> _TEXT SEGMENT_:
= = =

With their great muscular flanks, flaring nostrils and flailing hooves, the beasts often outrank their riders. It is as if they claimed the artist's attention with such compelling force that their human cargoes appeared of little import.

In Siena, the horse still rules supreme, and in the greatest horse race in Italy, the Sienese Palio, the jockey counts for little. On 16 August, when the second Palio of the summer is run (the first is in July), visitors will see why. For all that matters in the Palio is that the winning horse crosses the line. If the rider is thrown and lies groaning in the dust, that is of little concern.

This bareback contest consumes the attention of Siena's citizens for months in advance and its ceremonial occupies days of preliminary parading, feasting and collective worship. But the race itself is all over in about 90 seconds - just as long as it takes for the ten contestants to gallop three times around the Campo, a vast scallop-shaped piazza at the centre of Sienese life since the 13th century. Its cobblestones are covered with sand and padded barriers are erected to preserve life and limb of racers and spectators alike.

These modest precautions apart, the Palio is a contest of such naked ferocity and emotion that every year yields its crop of broken bones and bruised egos. Its roots go deep into Siena's plague-ridden and factional history, dividing the city's 17 wards - the contrade - into a seething mass of rivalries and intrigue. The jockeys are brought in from the Maremma, the swampy lowlands of southern Tuscany, where they are presumed to be immune from the hallucinatory addiction that membership of a contrada confers on its initiates. But rumour has it that they are not all immune to the lure of a few million lire. Furtive talk of doping circulates in the alleys and cafes of Siena before the race, while furious discussion of its filthy tactics (almost everything is permitted) provide gossip long into the sharp Tuscan autumn. If there was ever such as thing as a stewards' inquiry at the Palio it would probably be conducted only into the quality of the food at the post- race banquet.

= = =

> _GIVEN RECORDS_:
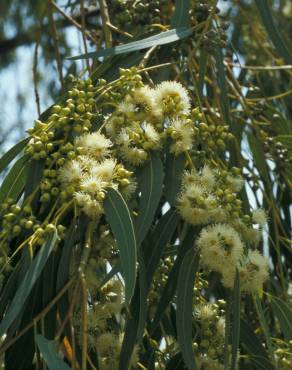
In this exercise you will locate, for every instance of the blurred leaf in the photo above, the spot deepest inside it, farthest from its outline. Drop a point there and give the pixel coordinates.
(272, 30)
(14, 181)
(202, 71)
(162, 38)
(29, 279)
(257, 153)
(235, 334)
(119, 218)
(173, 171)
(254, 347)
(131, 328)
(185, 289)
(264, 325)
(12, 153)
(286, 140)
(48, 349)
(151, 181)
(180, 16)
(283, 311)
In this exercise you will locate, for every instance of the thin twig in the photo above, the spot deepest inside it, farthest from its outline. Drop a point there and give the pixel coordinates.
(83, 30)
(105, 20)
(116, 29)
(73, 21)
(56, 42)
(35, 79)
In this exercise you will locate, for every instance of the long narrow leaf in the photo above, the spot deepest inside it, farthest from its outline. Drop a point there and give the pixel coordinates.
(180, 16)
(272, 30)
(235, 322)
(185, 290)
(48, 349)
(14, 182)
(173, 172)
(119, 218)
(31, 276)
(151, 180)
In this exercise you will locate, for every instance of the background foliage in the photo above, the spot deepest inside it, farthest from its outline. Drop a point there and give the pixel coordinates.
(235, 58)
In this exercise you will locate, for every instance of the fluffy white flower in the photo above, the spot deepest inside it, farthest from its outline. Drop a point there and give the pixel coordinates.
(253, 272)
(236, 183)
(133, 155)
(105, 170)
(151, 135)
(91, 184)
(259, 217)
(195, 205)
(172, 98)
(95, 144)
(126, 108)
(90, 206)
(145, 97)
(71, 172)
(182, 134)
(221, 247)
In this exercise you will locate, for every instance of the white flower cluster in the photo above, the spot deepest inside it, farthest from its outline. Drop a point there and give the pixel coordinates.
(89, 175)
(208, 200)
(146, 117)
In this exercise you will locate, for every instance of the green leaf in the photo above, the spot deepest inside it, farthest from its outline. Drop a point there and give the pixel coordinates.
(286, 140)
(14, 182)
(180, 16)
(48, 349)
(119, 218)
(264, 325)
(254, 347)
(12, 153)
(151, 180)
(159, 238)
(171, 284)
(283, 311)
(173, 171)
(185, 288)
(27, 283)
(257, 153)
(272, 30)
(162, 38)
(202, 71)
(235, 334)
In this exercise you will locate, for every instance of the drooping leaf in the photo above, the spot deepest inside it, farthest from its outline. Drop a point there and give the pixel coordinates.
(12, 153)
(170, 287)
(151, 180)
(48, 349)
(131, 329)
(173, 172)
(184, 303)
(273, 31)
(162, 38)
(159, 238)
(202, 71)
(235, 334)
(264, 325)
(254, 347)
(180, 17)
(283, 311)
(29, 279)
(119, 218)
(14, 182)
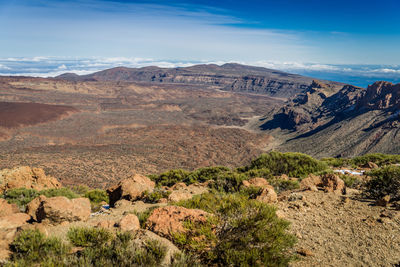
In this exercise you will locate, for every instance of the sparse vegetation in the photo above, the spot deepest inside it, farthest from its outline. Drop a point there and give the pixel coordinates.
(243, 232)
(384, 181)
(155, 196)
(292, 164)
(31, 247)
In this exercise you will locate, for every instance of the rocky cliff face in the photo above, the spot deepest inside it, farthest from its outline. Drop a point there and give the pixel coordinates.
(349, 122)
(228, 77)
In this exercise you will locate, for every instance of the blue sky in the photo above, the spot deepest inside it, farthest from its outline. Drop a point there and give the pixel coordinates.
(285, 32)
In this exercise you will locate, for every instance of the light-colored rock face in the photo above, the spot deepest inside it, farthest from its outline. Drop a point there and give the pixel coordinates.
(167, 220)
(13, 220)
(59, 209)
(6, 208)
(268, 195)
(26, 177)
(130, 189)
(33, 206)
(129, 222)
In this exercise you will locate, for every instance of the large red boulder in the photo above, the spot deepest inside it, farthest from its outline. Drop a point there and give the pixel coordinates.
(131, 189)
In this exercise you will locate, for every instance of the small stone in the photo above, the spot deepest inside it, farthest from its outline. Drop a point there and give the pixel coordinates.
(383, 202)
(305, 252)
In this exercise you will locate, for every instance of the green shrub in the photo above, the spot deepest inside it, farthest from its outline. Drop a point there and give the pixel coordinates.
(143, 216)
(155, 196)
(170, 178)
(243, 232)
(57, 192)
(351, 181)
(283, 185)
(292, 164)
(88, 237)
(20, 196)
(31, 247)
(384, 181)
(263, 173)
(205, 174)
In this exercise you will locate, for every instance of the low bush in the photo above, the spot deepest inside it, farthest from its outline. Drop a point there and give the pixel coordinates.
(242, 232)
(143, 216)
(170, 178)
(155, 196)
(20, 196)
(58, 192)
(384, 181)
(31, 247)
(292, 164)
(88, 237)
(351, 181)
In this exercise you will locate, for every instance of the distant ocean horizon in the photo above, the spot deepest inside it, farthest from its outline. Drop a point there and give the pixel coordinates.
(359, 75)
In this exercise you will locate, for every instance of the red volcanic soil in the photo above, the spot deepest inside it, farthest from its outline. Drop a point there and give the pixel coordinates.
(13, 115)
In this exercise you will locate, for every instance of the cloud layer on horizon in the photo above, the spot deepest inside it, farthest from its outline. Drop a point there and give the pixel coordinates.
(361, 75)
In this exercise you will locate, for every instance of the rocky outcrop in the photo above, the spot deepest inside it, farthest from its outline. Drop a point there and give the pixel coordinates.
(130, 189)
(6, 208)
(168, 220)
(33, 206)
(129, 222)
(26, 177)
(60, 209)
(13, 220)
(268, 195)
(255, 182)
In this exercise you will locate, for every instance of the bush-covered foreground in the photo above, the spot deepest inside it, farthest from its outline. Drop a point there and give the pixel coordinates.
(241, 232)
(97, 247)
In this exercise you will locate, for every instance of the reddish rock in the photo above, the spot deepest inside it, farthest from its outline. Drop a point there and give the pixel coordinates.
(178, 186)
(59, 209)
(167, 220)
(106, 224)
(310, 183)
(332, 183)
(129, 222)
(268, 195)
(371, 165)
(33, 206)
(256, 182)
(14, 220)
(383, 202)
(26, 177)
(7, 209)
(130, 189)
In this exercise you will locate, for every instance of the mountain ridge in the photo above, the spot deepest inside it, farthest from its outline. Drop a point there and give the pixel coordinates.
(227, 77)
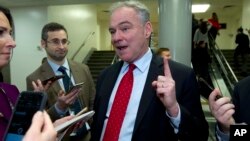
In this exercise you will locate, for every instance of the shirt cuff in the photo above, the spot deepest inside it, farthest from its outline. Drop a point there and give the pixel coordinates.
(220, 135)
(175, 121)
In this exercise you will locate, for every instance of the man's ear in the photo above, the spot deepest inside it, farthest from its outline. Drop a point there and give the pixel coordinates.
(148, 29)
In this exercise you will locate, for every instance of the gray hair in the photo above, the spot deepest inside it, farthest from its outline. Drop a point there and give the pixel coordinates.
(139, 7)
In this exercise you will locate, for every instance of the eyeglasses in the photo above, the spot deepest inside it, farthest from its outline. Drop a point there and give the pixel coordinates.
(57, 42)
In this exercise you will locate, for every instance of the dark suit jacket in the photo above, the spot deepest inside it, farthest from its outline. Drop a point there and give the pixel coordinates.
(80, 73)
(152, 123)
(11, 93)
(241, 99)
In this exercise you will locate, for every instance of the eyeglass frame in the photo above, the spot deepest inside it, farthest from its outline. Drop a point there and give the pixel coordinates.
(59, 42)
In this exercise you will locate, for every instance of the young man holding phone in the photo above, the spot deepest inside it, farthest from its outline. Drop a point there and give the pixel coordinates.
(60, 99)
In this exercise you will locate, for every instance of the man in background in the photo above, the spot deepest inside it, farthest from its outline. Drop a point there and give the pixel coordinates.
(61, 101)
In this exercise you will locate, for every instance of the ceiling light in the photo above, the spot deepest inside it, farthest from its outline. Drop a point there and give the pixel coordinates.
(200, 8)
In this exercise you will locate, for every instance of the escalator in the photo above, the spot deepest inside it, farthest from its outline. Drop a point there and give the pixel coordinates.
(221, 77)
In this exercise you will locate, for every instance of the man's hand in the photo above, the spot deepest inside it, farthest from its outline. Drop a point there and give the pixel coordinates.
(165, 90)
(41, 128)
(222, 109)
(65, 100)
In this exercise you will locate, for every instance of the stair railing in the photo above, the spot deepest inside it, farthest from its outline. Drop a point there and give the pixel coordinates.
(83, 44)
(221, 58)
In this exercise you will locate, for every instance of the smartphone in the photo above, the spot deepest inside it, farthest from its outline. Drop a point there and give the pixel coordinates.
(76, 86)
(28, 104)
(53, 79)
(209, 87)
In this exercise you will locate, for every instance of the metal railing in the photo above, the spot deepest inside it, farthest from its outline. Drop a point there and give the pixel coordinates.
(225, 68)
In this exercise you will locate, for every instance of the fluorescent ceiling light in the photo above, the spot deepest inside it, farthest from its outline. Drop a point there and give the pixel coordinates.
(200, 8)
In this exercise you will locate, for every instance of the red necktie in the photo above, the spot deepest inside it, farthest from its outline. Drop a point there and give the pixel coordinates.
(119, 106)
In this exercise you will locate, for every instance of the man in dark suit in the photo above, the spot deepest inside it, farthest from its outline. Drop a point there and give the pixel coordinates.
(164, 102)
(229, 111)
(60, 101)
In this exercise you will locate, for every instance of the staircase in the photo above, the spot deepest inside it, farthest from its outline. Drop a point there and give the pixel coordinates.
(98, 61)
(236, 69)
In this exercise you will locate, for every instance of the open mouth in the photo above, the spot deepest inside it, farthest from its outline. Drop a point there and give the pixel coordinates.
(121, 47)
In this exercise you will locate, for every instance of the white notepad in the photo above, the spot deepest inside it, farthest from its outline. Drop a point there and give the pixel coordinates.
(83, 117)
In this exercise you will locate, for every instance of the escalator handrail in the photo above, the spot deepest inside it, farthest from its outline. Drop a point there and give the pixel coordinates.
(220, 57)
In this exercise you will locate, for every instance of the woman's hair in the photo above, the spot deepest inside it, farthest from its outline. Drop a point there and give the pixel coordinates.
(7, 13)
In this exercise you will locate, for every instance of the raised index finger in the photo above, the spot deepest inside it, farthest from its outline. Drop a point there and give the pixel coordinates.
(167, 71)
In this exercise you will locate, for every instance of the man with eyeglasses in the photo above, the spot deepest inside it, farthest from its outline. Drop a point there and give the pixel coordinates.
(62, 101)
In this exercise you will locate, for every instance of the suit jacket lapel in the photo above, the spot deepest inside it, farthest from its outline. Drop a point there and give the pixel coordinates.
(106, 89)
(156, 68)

= = =

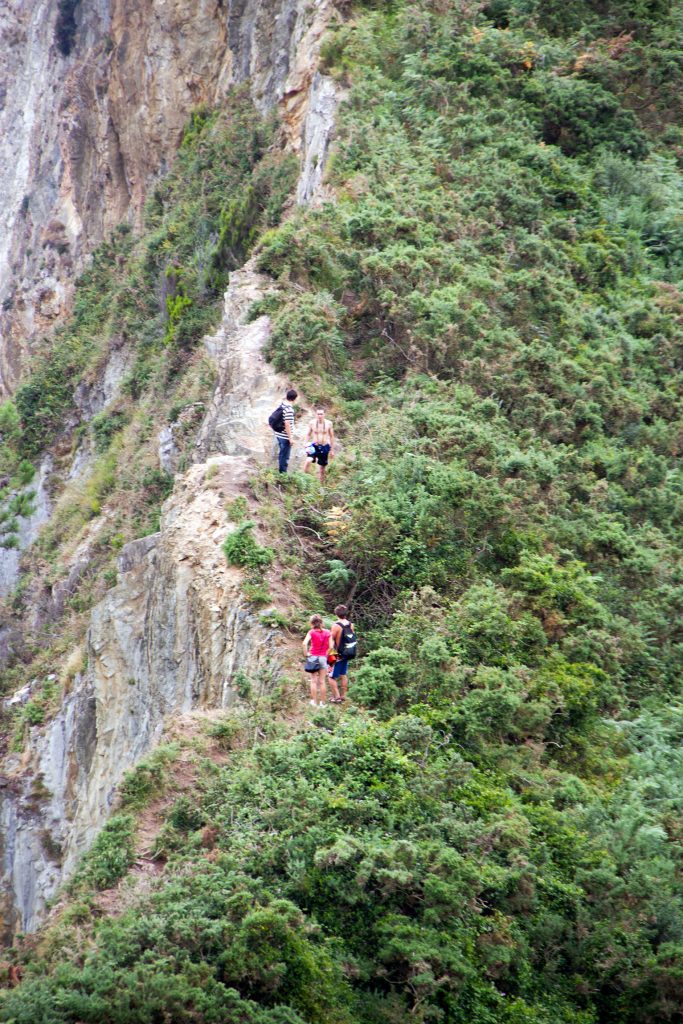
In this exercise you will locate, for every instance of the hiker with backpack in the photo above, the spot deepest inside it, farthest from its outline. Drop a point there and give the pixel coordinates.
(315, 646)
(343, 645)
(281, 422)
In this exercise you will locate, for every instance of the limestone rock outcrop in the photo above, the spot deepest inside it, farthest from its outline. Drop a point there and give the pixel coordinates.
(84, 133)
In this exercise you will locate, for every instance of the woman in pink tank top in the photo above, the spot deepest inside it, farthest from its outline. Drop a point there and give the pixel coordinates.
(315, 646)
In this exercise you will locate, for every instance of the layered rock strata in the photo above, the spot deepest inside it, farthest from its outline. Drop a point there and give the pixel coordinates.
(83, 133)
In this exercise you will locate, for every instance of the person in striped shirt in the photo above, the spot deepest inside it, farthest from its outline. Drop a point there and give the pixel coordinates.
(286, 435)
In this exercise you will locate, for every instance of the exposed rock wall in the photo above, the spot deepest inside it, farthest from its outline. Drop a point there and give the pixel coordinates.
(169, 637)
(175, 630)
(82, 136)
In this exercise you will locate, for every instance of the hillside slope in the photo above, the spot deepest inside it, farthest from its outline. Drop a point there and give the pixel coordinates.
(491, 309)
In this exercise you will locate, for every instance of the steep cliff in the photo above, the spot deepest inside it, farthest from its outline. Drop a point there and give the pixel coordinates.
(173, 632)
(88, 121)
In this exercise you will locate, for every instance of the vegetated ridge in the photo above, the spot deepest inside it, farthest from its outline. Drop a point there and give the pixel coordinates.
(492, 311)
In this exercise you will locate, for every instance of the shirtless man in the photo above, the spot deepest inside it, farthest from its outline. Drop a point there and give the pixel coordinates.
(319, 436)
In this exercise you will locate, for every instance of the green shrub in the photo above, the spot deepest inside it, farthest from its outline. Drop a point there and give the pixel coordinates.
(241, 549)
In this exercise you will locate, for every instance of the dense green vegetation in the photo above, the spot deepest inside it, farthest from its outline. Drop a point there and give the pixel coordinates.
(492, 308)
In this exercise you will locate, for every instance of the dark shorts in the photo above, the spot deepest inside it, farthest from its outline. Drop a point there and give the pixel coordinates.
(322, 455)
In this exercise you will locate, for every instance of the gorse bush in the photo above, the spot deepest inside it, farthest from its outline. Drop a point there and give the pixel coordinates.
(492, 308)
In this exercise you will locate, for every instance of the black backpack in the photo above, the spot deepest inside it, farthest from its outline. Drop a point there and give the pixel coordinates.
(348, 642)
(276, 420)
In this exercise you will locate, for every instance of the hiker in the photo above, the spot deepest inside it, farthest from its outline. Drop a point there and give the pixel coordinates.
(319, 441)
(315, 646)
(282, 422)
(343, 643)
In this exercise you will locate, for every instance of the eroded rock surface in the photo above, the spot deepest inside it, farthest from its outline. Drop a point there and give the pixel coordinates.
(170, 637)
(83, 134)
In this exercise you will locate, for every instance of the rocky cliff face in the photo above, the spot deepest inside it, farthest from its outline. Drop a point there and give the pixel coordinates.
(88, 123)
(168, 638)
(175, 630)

= = =

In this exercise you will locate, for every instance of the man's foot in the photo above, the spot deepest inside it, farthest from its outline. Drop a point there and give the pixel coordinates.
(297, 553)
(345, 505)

= = =

> _REQUIRED TASK 1_:
Copy the stretch of the Palio text from "With their great" through "of little concern.", with "jockey" renamed to "horseman".
> _REQUIRED TASK 2_:
Answer these questions from the Palio text.
(a) On what date is the second Palio of the summer run?
(b) About how long does the race itself last?
(c) Where are the jockeys brought in from?

> _WRITTEN REPLY 1_:
With their great muscular flanks, flaring nostrils and flailing hooves, the beasts often outrank their riders. It is as if they claimed the artist's attention with such compelling force that their human cargoes appeared of little import.

In Siena, the horse still rules supreme, and in the greatest horse race in Italy, the Sienese Palio, the horseman counts for little. On 16 August, when the second Palio of the summer is run (the first is in July), visitors will see why. For all that matters in the Palio is that the winning horse crosses the line. If the rider is thrown and lies groaning in the dust, that is of little concern.

> _WRITTEN REPLY 2_:
(a) It is run on 16 August.
(b) It lasts about 90 seconds.
(c) They are brought in from the Maremma, the swampy lowlands of southern Tuscany.